Dataset extract =
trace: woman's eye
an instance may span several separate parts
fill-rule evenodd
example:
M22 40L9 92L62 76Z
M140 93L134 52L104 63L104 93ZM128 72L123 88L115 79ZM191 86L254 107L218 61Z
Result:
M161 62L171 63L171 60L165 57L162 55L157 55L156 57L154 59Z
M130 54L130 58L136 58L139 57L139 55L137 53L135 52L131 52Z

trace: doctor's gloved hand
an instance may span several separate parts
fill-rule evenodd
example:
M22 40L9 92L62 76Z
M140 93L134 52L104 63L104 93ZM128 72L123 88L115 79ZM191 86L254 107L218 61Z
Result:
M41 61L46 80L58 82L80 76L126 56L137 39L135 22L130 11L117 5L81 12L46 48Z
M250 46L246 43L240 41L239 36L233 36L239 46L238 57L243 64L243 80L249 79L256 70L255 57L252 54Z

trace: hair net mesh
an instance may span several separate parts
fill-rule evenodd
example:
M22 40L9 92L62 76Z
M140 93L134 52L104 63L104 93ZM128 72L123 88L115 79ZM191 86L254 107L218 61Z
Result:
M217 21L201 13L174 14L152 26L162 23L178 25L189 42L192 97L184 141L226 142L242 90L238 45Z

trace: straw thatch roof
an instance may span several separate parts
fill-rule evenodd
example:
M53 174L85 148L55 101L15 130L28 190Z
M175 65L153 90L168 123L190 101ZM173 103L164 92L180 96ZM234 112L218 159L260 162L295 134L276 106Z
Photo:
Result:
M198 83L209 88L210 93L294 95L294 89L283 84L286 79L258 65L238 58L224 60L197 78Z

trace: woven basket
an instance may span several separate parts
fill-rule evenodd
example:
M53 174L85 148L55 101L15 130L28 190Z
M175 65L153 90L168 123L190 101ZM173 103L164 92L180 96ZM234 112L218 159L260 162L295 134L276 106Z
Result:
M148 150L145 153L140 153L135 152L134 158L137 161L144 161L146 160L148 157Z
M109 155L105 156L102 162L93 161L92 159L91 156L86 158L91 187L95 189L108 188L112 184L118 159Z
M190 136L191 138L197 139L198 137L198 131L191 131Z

Exercise prompt = Write the records above as a JSON list of strings, one string per line, leaving out blank lines.

Answer to this task =
[
  "trace: woman's eye",
  "an instance may span several separate parts",
  "fill-rule evenodd",
  "example:",
  "M22 40L9 92L62 76Z",
  "M140 93L134 52L104 63L104 93ZM128 72L123 88L115 79ZM191 86L254 107L218 61Z",
  "Result:",
  "M161 62L171 63L171 60L165 57L162 55L157 55L156 57L154 59Z",
  "M130 54L130 58L136 58L139 57L139 55L137 53L135 52L131 52Z",
  "trace: doctor's gloved hand",
  "an instance may span several separate parts",
  "fill-rule evenodd",
  "example:",
  "M22 40L9 92L62 76Z",
  "M140 93L134 52L104 63L104 93ZM128 72L123 88L115 79ZM191 86L254 107L218 61Z",
  "Result:",
  "M41 61L46 80L58 82L80 76L126 56L137 39L135 22L130 11L117 5L81 12L46 48Z",
  "M250 46L246 43L240 41L239 36L233 36L239 46L238 57L243 64L243 80L249 79L256 70L255 57L252 54Z",
  "trace: hair net mesh",
  "an instance may span several separate parts",
  "fill-rule evenodd",
  "example:",
  "M22 40L9 92L62 76Z",
  "M140 93L134 52L104 63L104 93ZM128 72L123 88L115 79ZM191 86L254 107L218 61Z",
  "Result:",
  "M217 21L201 13L174 14L152 26L162 23L178 25L189 42L192 97L184 141L226 142L242 90L238 45Z",
  "trace: straw thatch roof",
  "an instance may span several separate parts",
  "fill-rule evenodd",
  "example:",
  "M53 174L85 148L55 101L15 130L28 190Z",
  "M175 65L153 90L168 123L190 101ZM173 103L164 92L180 96ZM234 112L218 159L260 162L295 134L276 106Z",
  "Photo:",
  "Result:",
  "M198 83L209 88L210 93L294 95L294 89L283 84L286 79L258 65L238 58L224 60L197 78Z",
  "trace: woven basket",
  "an instance may span several separate parts",
  "fill-rule evenodd",
  "example:",
  "M53 174L85 148L55 101L15 130L28 190Z",
  "M175 65L153 90L168 123L190 101ZM173 103L164 92L180 96ZM234 112L218 159L260 162L295 134L276 106Z",
  "Result:",
  "M148 150L145 153L140 153L135 152L134 158L137 161L144 161L146 160L148 157Z",
  "M109 155L105 156L102 162L93 161L92 159L91 156L86 158L91 187L95 189L108 188L112 184L118 159Z",
  "M190 136L191 138L197 139L198 137L198 131L191 131Z"
]